As recently as four years ago, for example, in 2002 – in one of the costliest errors in U.S. forecasting history – EIA still was confidently predicting that supplies of natural gas delivered to the U.S. market from the lower 48 states and existing fields in Canada could be increased by almost 50%, to 34.1 Tcf by 2020, with the wellhead price of natural gas remaining in the $2.30 to $3.17/mmBtu range or lower throughout the 20-year period covered by EIA’s forecast (in $2000).
We now know, of course, that EIA’s expected 34 Tcf, $3.17/mmBtu scenario has no hope of being achieved. Within less than 12 months after EIA issued its forecast, the wellhead price reached $3.15 and has never fallen below that level since. Despite record mild weather last winter, which has helped to hold down prices through much of this year, EIA’s most recent estimate of the wellhead price for 2006 is $6.49/mmBtu – more than twice the upper end of the 20-year price range it predicted just 4 years ago.
In the interim, however, the power industry has constructed more than 225,000 MW of new generation – virtually all of it gas-fired:
This is enough generation to serve the total current load in Germany, Great Britain and France combined – assuming adequate supplies of natural gas could be found to operate these units.
The net impact of the construction of this new generation has been to fundamentally transform the generating mix in the U.S. – and to permanently eliminate a significant number of U.S. manufacturing jobs.
Prior to the addition of these gas-fired generating units, except in Texas and a few other areas of the country (e.g., along the California coast), natural gas generally was used only in peaking units, many of which were operated less than 100 hours a year.
Now that this massive construction program has been completed, however, more than 40% of all of the generating capacity in the U.S. is gas-fired. Further, gas-fired generating units are now the marginal source of electricity supply in most Regions of the country for an increasing number of hours each year.
This in turn has had the effect of causing the amount of natural gas used to generate electricity to escalate at a startling rate for several consecutive years:
As a result, in July of this year, for the first time, more than 1 Trillion Cubic Feet of natural gas was used to generate electricity in a single 31-day period – an average of 32.3 Bcf/day! In effect, during this period, almost 60% of the natural gas produced by the 500,000 + operating wells in the U.S. was used simply to generate electricity. In August, consumption of natural gas to generate electricity was almost as high.

■ **SET EXERCISE 1**
Rewrite the listing from the line containing "Practice. Place a point on every instance of the still" through the end of the listing, changing "blue sky" to "clear sky" and leaving everything else as it is.
The text and the listing come from separate, unrelated sources.

■ **RECORDS TO PROCESS**
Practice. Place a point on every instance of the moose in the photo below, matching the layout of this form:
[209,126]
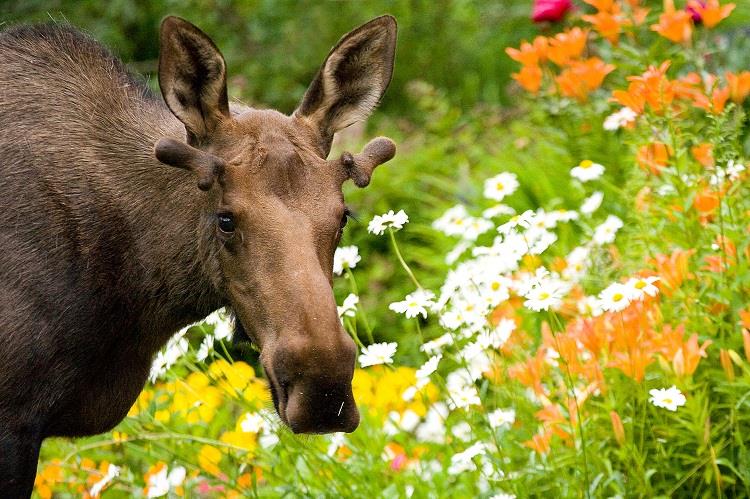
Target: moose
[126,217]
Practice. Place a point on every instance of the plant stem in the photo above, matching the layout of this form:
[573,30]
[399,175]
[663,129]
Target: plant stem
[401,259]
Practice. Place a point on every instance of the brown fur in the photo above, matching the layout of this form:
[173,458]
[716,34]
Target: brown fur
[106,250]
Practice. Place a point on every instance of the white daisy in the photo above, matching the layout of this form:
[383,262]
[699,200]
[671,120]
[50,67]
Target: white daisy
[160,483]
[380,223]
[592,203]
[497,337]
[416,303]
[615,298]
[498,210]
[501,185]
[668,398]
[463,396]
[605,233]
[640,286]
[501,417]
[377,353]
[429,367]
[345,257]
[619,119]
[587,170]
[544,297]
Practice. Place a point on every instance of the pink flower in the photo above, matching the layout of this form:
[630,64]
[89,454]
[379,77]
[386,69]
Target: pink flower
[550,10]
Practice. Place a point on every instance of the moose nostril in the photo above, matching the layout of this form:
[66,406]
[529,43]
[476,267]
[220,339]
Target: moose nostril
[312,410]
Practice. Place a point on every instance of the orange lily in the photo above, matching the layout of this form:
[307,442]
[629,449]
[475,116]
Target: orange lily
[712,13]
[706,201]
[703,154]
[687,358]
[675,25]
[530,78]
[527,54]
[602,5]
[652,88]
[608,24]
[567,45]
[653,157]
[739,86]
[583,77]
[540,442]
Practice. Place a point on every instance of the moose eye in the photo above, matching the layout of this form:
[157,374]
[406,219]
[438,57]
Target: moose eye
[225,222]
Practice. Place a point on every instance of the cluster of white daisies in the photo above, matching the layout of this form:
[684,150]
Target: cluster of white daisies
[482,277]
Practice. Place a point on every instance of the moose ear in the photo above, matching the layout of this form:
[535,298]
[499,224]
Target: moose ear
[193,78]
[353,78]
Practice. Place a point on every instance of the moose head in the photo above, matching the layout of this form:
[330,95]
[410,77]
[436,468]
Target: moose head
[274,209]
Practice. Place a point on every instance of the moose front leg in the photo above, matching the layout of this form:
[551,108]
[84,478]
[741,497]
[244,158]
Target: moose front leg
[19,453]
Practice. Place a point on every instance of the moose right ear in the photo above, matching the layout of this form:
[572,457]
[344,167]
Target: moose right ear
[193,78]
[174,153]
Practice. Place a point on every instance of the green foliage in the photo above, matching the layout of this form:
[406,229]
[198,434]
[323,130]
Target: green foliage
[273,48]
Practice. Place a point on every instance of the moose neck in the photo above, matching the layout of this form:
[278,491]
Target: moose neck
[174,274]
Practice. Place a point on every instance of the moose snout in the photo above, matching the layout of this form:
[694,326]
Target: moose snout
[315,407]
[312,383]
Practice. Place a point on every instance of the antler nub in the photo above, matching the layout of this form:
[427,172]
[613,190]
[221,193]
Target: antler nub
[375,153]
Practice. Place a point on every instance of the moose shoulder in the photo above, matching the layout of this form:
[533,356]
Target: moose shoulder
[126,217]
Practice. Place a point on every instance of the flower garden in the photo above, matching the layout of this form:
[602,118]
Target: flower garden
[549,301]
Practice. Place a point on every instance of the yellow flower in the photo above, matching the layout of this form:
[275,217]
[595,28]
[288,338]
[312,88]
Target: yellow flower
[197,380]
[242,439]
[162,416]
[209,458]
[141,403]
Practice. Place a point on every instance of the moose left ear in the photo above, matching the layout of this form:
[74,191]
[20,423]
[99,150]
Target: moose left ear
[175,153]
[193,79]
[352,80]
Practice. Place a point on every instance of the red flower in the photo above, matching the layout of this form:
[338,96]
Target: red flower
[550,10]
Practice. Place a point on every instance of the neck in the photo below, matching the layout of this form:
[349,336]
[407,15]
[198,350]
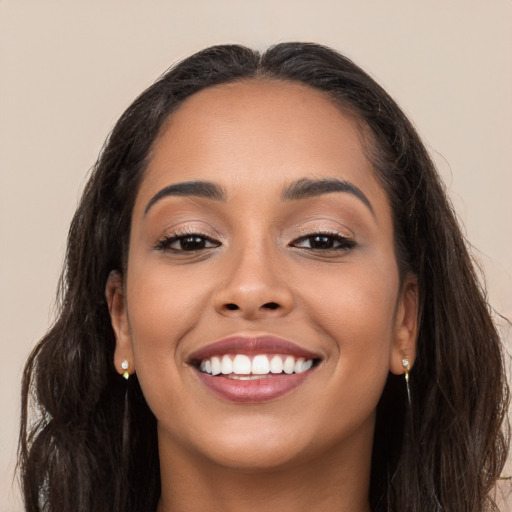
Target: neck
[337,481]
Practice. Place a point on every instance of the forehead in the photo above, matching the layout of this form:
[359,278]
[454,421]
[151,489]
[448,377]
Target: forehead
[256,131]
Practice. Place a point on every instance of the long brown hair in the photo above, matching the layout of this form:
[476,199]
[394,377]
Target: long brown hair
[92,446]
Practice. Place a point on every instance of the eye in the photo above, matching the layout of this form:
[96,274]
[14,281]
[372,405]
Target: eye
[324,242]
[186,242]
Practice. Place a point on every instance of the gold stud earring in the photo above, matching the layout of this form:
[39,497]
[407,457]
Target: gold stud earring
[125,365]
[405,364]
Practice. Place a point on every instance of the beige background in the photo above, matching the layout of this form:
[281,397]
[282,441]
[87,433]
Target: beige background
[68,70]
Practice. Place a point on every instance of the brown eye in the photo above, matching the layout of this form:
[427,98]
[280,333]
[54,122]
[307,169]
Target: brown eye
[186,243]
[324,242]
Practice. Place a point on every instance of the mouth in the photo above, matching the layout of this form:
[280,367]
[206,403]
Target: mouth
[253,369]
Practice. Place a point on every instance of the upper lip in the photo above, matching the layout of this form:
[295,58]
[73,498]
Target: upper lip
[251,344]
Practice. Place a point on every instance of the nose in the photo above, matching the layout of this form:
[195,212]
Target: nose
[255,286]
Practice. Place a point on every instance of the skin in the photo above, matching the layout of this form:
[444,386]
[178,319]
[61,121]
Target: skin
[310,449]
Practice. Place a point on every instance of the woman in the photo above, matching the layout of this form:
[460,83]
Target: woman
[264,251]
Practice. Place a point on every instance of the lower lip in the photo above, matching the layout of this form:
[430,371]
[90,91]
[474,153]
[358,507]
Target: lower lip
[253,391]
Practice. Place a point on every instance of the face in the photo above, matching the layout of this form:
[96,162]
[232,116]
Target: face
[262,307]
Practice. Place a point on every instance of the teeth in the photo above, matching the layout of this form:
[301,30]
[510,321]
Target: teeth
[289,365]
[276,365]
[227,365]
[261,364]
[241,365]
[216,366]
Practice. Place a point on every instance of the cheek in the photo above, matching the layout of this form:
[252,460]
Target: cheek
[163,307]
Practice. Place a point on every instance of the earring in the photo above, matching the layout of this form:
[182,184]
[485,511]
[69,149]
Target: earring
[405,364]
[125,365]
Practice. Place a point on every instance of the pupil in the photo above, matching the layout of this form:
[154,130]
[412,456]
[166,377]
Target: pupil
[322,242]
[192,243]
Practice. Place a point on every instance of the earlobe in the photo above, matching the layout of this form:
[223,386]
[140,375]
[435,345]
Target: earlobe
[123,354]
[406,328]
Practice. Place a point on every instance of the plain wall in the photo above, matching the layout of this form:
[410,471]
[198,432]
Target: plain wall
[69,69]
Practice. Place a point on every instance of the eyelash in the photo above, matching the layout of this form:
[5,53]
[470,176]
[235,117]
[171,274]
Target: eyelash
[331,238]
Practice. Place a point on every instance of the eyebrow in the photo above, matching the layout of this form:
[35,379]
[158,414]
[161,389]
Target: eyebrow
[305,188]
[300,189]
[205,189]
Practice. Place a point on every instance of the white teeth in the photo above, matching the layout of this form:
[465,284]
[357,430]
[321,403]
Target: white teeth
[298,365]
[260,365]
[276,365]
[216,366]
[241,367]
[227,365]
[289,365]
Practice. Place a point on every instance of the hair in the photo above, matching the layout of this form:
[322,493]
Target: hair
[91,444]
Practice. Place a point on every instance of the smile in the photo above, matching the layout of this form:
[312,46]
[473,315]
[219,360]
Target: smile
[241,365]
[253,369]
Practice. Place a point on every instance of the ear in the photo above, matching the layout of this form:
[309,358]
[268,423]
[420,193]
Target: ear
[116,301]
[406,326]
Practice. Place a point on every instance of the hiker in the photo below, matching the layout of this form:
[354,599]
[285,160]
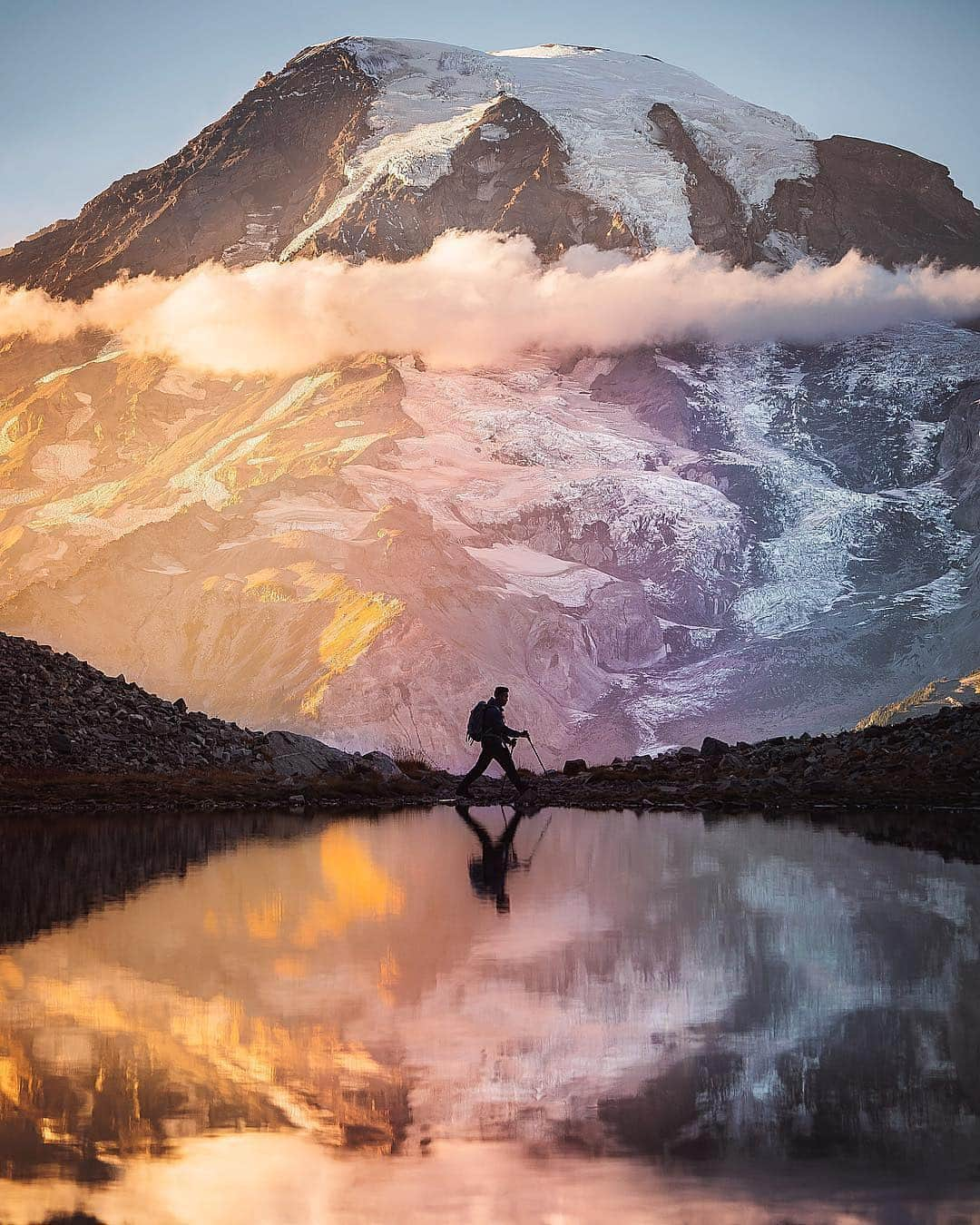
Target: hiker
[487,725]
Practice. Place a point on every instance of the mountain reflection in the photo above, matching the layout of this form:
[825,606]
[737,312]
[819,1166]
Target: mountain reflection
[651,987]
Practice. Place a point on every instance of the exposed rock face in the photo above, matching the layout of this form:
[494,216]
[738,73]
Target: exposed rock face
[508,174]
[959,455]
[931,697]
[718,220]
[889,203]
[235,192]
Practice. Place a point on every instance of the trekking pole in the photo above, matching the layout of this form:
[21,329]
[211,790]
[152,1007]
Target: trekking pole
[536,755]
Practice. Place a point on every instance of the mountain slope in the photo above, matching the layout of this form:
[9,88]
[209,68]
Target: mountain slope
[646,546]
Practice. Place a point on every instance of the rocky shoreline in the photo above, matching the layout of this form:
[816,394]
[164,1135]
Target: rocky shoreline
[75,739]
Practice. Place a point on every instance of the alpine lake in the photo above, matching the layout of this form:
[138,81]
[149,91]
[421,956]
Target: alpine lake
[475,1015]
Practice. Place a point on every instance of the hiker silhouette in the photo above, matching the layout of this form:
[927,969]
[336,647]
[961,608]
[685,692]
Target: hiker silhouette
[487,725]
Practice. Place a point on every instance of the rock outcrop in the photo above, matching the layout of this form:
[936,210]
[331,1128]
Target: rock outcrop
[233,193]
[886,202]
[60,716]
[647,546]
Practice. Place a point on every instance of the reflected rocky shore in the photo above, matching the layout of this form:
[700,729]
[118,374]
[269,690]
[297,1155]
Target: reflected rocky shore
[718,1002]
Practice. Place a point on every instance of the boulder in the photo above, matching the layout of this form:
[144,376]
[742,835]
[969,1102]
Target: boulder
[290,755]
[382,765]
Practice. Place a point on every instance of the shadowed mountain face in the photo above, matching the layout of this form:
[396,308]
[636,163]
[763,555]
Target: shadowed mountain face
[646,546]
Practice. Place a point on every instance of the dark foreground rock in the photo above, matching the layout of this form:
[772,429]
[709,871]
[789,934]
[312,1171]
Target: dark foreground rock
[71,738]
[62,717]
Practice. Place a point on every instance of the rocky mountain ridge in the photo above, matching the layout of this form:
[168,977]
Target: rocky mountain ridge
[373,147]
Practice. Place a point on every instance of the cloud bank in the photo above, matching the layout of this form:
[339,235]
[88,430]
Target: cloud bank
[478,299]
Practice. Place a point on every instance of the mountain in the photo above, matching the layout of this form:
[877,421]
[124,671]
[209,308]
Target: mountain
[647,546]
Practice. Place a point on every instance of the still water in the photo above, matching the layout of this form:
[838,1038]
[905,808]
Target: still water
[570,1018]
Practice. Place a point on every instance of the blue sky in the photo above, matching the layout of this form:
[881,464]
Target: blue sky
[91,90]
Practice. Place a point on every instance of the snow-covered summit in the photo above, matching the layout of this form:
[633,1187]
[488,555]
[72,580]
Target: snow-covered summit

■ **SET EXERCISE 2**
In the passage on natural gas forecasting, what is EIA's most recent estimate of the wellhead price for 2006?

■ **REPLY 1**
Practice. Place a point on every instance of the still water in the photo above, matching the layout of this form:
[838,1038]
[905,808]
Target: still water
[570,1018]
Practice. Place a point on every instance of the clear sky in the photo above, matching the layout of this form:
[881,464]
Target: clear sky
[91,90]
Practice. Place a point on every instance of the snow-covered summit in the photo above, matching the layout of this form:
[633,1187]
[488,555]
[72,580]
Target: snow-covered summit

■ **REPLY 2**
$6.49/mmBtu